Set task:
Nothing should be left out: output all of the entries exactly.

Dataset extract:
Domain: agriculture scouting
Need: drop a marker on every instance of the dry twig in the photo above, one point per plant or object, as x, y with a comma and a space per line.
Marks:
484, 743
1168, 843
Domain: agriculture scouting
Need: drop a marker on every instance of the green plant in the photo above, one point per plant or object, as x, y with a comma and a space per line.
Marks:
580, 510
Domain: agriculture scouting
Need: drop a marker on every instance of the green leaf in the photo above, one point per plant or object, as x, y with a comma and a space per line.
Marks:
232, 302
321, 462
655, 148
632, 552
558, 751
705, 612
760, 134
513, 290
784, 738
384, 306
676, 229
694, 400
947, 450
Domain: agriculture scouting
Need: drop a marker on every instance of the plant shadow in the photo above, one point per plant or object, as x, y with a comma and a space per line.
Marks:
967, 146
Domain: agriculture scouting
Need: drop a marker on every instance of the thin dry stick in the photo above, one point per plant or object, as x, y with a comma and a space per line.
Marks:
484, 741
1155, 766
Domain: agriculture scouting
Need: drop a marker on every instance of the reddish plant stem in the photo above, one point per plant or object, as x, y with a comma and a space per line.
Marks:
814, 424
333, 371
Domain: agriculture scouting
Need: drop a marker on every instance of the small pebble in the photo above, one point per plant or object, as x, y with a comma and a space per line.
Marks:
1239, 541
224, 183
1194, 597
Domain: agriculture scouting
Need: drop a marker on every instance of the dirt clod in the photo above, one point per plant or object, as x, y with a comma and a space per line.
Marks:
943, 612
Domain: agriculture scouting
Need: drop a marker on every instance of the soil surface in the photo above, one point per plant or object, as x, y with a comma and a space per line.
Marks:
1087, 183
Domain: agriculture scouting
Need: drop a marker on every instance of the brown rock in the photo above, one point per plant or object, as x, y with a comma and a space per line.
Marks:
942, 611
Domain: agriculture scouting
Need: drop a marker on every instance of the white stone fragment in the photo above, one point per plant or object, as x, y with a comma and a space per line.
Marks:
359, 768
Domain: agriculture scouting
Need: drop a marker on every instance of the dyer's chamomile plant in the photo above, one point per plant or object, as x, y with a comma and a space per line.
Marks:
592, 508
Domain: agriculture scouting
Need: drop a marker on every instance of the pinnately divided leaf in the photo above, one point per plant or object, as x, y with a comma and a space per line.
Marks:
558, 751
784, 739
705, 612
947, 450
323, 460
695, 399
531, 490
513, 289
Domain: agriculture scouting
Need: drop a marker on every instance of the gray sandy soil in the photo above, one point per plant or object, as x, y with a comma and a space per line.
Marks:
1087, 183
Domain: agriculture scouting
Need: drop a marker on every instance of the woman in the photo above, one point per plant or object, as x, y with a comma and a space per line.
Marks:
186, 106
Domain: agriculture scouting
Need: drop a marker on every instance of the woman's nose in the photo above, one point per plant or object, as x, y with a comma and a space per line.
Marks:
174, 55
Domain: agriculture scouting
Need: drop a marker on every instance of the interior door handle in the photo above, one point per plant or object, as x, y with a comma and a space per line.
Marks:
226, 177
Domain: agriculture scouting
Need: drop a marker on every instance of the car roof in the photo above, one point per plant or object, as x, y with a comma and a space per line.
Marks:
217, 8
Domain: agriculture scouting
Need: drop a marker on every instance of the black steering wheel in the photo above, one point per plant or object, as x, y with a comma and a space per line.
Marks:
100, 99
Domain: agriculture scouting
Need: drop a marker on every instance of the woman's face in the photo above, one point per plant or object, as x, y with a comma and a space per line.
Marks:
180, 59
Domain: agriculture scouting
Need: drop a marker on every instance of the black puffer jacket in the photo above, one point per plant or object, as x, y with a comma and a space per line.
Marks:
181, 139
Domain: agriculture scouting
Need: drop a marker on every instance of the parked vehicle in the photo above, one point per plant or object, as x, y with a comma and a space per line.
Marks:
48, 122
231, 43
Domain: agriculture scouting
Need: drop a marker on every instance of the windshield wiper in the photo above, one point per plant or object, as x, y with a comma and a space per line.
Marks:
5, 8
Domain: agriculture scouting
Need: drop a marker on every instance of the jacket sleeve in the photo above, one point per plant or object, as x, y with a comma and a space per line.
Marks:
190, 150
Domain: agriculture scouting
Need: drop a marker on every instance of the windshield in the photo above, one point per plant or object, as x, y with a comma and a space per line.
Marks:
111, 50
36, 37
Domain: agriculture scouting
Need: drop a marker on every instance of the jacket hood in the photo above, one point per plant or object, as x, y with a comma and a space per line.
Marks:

Output for this task:
Domain: agriculture scouting
Need: drop a marker on every instance of the dry twig in the photo above, one point per plant or object, as x, y with a comma and a space per line.
Marks:
484, 743
1168, 843
Domain: agriculture scouting
Need: drop a marker on every instance of the green plant in the photo above, one point per plant or object, as x, y with a comma and a space per line.
Marks:
580, 510
Domain: agriculture scouting
Need: drop a marker on every instance of the green leaf in the photo above, one point per plant or object, as x, y with a comma and a space per line.
Marks:
232, 302
321, 462
655, 148
632, 552
558, 751
705, 612
760, 134
513, 290
784, 738
384, 306
676, 229
694, 400
947, 450
Domain: agriculture scouting
Need: drop a marker on every instance of the plant shadow in the photo above, one point per plant or object, as x, y with a comma and a space per line.
Marks:
967, 146
Domain: agriculture scouting
Need: drop a marker on every instance of the thin dry stick in the photo above, one point per plant or object, as x, y with a comma and a space per line.
Marks:
484, 741
1155, 766
Domain: agriculture scouting
Need: drop a marker on every instance of the reddish plant stem in the photo above, one point per plant or object, as x, y with a comma and a space per line.
Marks:
814, 424
333, 371
Domain: agriculture scouting
Need: drop a marker on every instance of the small pebble in the photo above, one point per plant or object, as x, y with a comma and a space per line.
Marks:
1239, 541
224, 183
1194, 597
Domain: agriculture scouting
Need: drop a marker on every instance of the dirt clod in the photo above, one point per plant or object, as x, y with a comma and a space per line.
Marks:
943, 612
Domain: agriculture scouting
Need: drop a marker on every instance of the soil surface in the photo above, one point per plant or object, as x, y with a comma and a space per line.
Marks:
1087, 183
Domain: agriculture scouting
Need: drop a marker on every instance of the brown rock in the photo above, one point per plant or object, as x, y with a comma and a space per line.
Marks:
942, 611
Domain: agriculture scouting
Need: drop a marker on every instance of the white stone fragment in the photo above, one point per plant or object, as x, y with a comma and a space per line.
Marks:
359, 768
Domain: agriculture scouting
Need: drop a marker on every instance of the dyer's chamomile plant in the photo above, one point per plant or object, as x, y with a comma and a space per line.
Marks:
592, 508
Domain: agriculture scouting
Need: drop a marker on every instance of the pinnately divided leaf in the photo above, one point per plant or object, as x, y with a comma and a space per line.
Marks:
558, 751
784, 739
705, 612
947, 450
323, 460
695, 399
531, 490
513, 289
Domain: agriculture scouting
Need: drop a marker on every instance of the gray sandy soil in the photo above, one point per plant or object, as x, y with a comma and a space per line.
Marks:
1087, 183
Domain: agriculture scouting
Need: drop a marker on every instance of the woman in the photo above, one point per plant or object, as x, y with a comma and a space per line.
Marks:
186, 106
Domain: agriculture scouting
Need: drop a marker on every instance of the woman's nose in the photo above, one point per plant or object, as x, y with a comma and a space per line.
Marks:
174, 55
Domain: agriculture scouting
Need: drop a marker on every instance of the interior door handle in the photo above, one point per plant or object, as x, y with a comma and a space per line.
Marks:
226, 177
Domain: agriculture scouting
Need: drop a marker on every instance of the car roof in the photo above, one point per plant or object, as x, y with a comma and a space per line.
Marks:
217, 8
Domain: agriculture scouting
Need: drop a marker on every instance of the black steering wheel in the photo above, one point per plant or object, as x, y with a comma and a space per line.
Marks:
100, 99
Domain: agriculture scouting
Need: drop a marker on every instance of the woman's face in the photo above, one point per plant or object, as x, y with a comma and a space per line.
Marks:
180, 59
Domain: agriculture scouting
Need: drop a marker on every instance of the black puffer jacket in the photo above, one point per plant or object, as x, y with a comma and a space per line.
Marks:
181, 139
Domain: agriculture scouting
Need: drop a marker on every instance of the parked vehicle in the photo above, one point per plant or object, as x, y with a comma and a space per line.
Marks:
48, 122
231, 43
Domain: agriculture scouting
Need: drop a marker on every instance of the windshield wiper in the photo above, one point per plant or object, as x, y with a comma and a space per line.
Marks:
5, 8
Domain: agriculture scouting
Need: drop a marker on every instance of the jacket sleeve in the photo above, one point per plant or object, as x, y with a comma and a space per line.
Marks:
190, 150
Domain: agriculture scouting
Need: drop a marker on every instance of the windshield in the photo above, one point per plant or object, as x, y with a comma and a space per line.
Marks:
111, 50
36, 37
Domain: agriculture scouting
Need: drop a marker on every instance of the jacket hood in the photo above, one point per plant or object, as x, y with a comma and a space per line.
Marks:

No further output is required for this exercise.